# WHAT IS NEEDED
Check each line of the records below for the word "window" and copy those where it appears.

DATA TO EXAMINE START

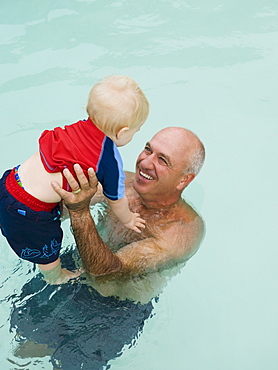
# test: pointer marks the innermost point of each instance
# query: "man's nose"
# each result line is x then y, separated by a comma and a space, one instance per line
148, 161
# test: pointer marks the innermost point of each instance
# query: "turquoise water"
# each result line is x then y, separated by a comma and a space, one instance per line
207, 66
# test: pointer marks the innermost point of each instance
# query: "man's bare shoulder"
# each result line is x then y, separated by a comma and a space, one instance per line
183, 231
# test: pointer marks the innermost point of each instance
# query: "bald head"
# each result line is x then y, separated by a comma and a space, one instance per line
188, 147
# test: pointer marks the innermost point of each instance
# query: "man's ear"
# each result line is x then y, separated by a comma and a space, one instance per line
121, 132
186, 180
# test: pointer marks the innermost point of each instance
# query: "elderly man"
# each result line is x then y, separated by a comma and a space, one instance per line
173, 231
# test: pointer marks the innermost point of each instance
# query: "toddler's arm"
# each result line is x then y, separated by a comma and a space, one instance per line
129, 219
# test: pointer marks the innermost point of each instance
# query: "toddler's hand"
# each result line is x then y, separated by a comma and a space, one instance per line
135, 222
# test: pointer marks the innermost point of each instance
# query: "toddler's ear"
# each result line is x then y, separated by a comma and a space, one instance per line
122, 132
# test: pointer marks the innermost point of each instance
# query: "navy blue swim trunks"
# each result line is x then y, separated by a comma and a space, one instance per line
31, 227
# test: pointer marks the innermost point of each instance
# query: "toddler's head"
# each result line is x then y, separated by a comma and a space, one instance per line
118, 107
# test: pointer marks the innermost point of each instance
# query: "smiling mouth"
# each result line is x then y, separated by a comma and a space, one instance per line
145, 176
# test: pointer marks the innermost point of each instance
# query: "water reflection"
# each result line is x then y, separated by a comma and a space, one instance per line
73, 324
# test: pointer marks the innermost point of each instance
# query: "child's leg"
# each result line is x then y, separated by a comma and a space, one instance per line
54, 274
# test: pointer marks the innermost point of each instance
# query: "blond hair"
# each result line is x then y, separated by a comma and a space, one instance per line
116, 102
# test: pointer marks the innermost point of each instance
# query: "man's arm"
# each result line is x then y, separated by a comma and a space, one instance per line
174, 244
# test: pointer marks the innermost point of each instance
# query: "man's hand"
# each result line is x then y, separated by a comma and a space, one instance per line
82, 191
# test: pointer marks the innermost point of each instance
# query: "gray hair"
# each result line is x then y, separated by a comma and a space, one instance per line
196, 160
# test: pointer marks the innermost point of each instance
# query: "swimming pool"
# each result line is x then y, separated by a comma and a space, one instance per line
207, 66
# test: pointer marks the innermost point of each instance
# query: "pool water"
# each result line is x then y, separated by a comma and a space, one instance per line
207, 66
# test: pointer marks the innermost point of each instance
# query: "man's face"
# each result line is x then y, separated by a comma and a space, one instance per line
159, 167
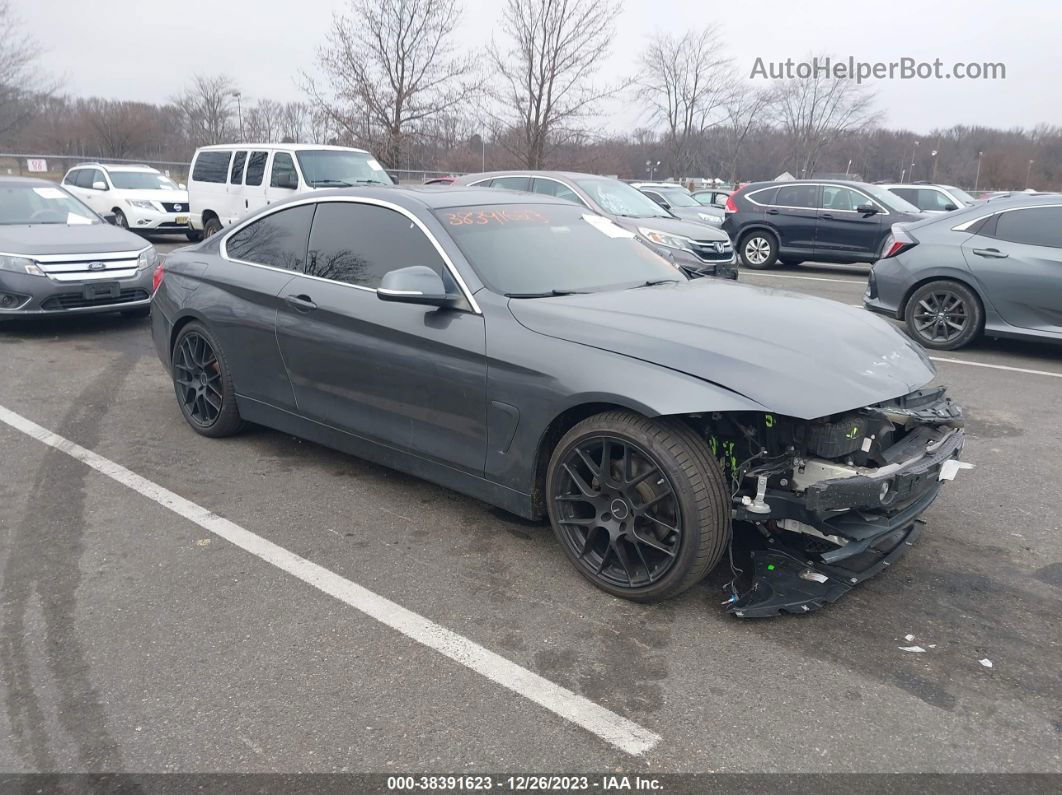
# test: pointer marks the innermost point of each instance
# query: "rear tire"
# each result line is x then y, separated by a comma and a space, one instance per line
758, 251
203, 383
638, 505
944, 315
211, 226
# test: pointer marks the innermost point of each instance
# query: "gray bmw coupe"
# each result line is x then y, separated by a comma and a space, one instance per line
544, 359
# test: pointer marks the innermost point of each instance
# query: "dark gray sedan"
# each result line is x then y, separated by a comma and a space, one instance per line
694, 246
58, 257
541, 358
992, 269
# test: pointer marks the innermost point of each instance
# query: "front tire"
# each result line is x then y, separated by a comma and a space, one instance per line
203, 383
639, 505
944, 315
758, 251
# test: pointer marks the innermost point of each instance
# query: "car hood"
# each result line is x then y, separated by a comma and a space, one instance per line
40, 239
695, 230
157, 195
792, 353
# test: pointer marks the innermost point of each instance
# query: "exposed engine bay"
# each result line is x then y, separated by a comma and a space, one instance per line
833, 501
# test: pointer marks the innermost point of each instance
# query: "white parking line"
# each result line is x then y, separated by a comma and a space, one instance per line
806, 278
613, 728
997, 366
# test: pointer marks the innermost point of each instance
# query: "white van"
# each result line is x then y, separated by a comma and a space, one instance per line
226, 182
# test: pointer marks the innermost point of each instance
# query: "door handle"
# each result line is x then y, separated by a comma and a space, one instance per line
991, 253
301, 303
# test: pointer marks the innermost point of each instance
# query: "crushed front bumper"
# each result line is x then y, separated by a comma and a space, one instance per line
853, 534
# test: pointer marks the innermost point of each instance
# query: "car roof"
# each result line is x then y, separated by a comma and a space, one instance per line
437, 196
27, 180
287, 147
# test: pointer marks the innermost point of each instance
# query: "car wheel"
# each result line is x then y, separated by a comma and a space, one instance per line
758, 251
203, 383
944, 315
639, 505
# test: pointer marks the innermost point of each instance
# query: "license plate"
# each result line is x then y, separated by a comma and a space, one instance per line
101, 290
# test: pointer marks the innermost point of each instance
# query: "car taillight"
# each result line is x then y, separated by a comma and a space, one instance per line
897, 242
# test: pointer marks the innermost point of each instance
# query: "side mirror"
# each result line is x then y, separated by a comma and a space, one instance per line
414, 284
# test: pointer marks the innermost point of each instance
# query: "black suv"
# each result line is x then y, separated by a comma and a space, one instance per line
826, 220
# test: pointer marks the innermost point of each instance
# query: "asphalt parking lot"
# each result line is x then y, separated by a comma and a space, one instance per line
135, 639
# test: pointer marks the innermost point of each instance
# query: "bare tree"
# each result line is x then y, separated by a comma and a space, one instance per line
816, 113
207, 107
21, 87
546, 71
687, 85
392, 67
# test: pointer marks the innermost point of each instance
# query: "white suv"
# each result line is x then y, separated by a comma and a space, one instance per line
139, 196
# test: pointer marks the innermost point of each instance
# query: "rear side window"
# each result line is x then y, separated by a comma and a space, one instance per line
256, 168
1032, 226
284, 171
798, 195
277, 240
211, 167
236, 175
358, 243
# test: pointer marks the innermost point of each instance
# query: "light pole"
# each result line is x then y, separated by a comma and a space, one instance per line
239, 111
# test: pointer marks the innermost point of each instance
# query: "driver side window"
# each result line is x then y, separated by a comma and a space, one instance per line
358, 243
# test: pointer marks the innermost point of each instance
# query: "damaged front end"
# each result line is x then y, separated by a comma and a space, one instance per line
835, 500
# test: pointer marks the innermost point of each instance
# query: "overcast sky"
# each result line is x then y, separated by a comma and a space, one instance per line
147, 51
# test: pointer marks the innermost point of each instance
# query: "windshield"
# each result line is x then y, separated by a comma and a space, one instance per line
678, 197
41, 204
960, 194
531, 251
141, 180
889, 200
619, 199
326, 168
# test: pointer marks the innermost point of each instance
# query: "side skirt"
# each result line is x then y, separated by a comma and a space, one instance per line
515, 502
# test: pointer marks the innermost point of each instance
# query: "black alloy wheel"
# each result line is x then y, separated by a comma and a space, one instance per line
638, 505
943, 315
203, 384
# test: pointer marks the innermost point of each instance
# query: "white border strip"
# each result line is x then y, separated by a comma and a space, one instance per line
613, 728
997, 366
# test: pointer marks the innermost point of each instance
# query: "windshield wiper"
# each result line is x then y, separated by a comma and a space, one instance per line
337, 183
547, 294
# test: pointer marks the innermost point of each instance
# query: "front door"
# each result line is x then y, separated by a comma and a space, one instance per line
406, 376
843, 232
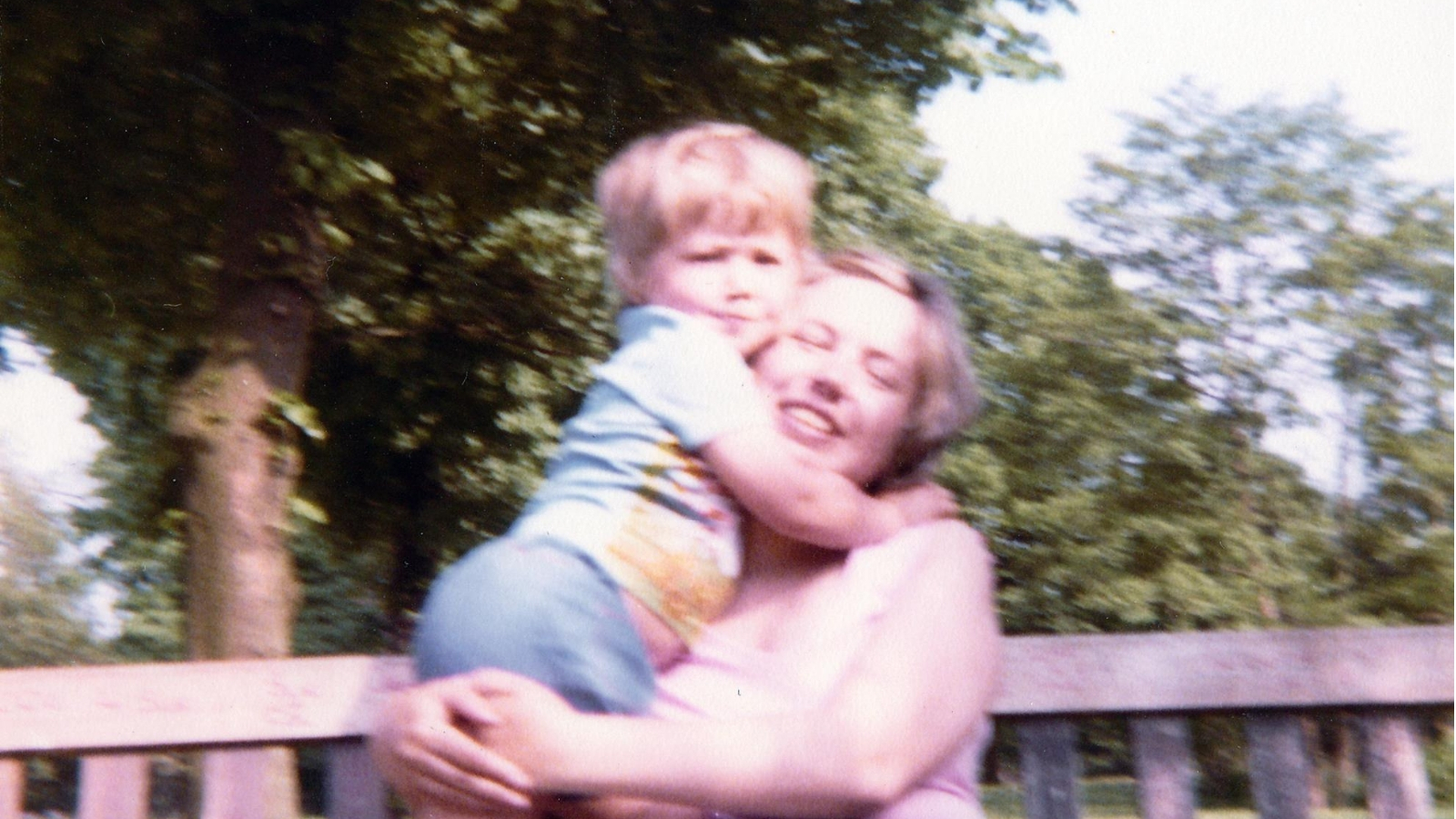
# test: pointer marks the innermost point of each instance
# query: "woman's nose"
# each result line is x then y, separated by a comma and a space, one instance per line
826, 389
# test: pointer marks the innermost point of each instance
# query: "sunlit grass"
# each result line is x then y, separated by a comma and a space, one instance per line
1117, 799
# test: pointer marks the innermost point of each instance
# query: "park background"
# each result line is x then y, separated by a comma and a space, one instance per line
1241, 266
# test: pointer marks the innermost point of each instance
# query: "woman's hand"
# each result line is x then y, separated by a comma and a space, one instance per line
424, 745
526, 723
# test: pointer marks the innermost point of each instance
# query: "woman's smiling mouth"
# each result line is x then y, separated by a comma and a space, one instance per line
803, 420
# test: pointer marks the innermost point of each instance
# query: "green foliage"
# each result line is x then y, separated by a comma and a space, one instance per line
1274, 247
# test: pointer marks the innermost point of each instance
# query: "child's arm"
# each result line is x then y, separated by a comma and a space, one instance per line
812, 504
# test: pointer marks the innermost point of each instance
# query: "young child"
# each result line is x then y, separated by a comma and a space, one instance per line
631, 544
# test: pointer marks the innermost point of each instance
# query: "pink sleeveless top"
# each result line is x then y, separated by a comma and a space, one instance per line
724, 680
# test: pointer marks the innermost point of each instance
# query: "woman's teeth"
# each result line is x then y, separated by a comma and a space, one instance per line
812, 419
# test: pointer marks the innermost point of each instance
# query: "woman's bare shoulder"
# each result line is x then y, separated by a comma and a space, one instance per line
950, 538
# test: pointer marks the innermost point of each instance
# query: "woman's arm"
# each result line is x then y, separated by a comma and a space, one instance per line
910, 697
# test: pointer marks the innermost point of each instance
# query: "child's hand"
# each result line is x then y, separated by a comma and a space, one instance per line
924, 503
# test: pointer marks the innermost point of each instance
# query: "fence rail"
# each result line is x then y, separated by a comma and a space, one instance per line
114, 714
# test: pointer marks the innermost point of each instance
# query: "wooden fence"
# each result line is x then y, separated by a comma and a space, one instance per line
1383, 676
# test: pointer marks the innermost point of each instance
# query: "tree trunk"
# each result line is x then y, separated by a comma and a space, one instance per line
242, 460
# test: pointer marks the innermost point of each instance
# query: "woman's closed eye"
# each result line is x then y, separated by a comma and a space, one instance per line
814, 336
885, 372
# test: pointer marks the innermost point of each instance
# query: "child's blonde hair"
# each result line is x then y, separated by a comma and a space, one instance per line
718, 174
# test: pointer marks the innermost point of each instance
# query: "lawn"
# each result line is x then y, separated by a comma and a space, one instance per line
1117, 797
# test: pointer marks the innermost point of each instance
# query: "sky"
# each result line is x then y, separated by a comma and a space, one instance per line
41, 429
1018, 152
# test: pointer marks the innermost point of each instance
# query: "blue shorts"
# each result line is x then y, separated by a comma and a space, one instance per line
541, 610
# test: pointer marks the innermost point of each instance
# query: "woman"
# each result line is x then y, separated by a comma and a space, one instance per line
834, 683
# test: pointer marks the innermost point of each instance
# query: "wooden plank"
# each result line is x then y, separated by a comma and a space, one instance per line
193, 704
12, 787
1162, 756
1394, 763
1227, 671
1279, 765
356, 789
324, 698
114, 785
1050, 768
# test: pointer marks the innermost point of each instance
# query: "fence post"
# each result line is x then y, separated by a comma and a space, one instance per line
356, 789
114, 785
1050, 767
1162, 755
12, 787
235, 784
1279, 765
1394, 763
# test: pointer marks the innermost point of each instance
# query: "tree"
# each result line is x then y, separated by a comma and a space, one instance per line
244, 223
1210, 216
1382, 298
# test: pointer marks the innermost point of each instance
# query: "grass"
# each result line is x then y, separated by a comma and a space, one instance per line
1117, 799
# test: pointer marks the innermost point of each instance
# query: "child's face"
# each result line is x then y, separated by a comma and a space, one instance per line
740, 283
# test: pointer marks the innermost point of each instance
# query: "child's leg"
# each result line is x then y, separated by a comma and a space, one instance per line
542, 611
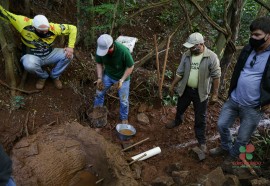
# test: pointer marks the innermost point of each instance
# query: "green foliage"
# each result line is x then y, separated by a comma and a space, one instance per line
105, 13
168, 74
250, 11
168, 17
17, 102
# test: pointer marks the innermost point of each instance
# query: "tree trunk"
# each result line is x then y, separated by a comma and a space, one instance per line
236, 9
8, 49
263, 11
86, 34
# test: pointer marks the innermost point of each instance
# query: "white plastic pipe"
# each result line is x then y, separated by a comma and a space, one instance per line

DATA TO EXAMINE END

# ANSWER TO THIS EXERCISE
# query: "rear side window"
# query: "driver side window"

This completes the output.